• _Action item_: Your answer must be an exact transcription of every entry.

Stored dataset items
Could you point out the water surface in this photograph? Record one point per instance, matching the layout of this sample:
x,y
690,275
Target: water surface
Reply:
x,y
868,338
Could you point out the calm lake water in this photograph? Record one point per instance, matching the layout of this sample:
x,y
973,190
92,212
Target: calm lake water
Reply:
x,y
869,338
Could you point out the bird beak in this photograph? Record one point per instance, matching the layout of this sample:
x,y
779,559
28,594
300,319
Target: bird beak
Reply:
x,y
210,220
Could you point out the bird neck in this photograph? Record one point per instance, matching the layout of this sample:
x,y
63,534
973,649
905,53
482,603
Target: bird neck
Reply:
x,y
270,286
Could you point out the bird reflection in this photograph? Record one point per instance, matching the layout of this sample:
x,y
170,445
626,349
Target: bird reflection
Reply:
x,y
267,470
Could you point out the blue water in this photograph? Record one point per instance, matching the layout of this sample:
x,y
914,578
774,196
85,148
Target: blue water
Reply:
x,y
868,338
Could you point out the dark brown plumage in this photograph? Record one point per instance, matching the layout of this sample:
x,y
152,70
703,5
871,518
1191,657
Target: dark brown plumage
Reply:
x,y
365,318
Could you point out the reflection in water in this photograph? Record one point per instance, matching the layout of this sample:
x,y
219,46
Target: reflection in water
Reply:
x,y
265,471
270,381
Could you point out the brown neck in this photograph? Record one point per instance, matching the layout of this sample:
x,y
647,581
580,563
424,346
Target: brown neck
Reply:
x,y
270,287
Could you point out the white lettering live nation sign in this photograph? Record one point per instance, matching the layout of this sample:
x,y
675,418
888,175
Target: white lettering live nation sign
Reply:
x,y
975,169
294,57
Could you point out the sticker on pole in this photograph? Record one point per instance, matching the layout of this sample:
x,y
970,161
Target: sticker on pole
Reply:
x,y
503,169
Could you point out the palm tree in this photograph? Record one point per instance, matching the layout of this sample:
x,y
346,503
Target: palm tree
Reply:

• _Answer to the problem_:
Could you point out the water surface in this photograph? Record one point per instance, matching the layout of this sample:
x,y
690,275
Target: water surface
Reply:
x,y
868,338
Could you point out the calm lake water in this photograph? Record one point per instance, matching the layout of this sample:
x,y
973,190
92,212
Target: calm lake water
Reply:
x,y
869,338
Could you point out the bird beak in this photograph? Record one point per instance, matching the layout of this sample:
x,y
779,559
28,594
300,319
Target: bird beak
Reply:
x,y
210,220
Could you point out the bird neck in this photograph? Record one point per instance, matching the layout of this sample:
x,y
63,534
973,649
905,53
482,603
Target: bird neck
Reply:
x,y
270,286
Could you point out the bird reflection in this photograph? Record one point per instance, matching the layout of this sample:
x,y
170,445
626,349
Target: bird reflection
Reply:
x,y
267,470
Could you point out the blue water in this photograph? Record one point per instance, matching the layout of this sample:
x,y
914,578
774,196
85,148
Target: blue water
Reply:
x,y
868,338
Could you point out the dark brown plumage in this photograph? Record one point per instance, matching the layout of this sample:
x,y
152,70
703,5
871,518
1191,657
Target: dark brown plumage
Reply:
x,y
365,318
Could you point out the reflection in water in this photograph? Record one point per instance, matching the layout of this sample:
x,y
219,46
Target: reflection in water
Reply:
x,y
265,471
270,381
Could you point out the brown neck in this photograph? Record one point per instance, matching the layout of this sample:
x,y
647,581
580,563
424,346
Target: brown neck
Reply:
x,y
270,287
Could you point out the white lettering live nation sign in this photograph? Record one point per instance, matching the layout of this sample:
x,y
675,418
888,175
Target: white lettering live nation sign
Reply:
x,y
975,169
294,57
Could you point out the sticker on pole in this photograph? Record one point per instance, matching the layout of this sample:
x,y
970,161
Target: sticker on pole
Reply:
x,y
503,169
Could you point out the palm tree in this photograph? Record one point per instance, matching the layout of this sample:
x,y
346,503
Target: palm tree
Reply:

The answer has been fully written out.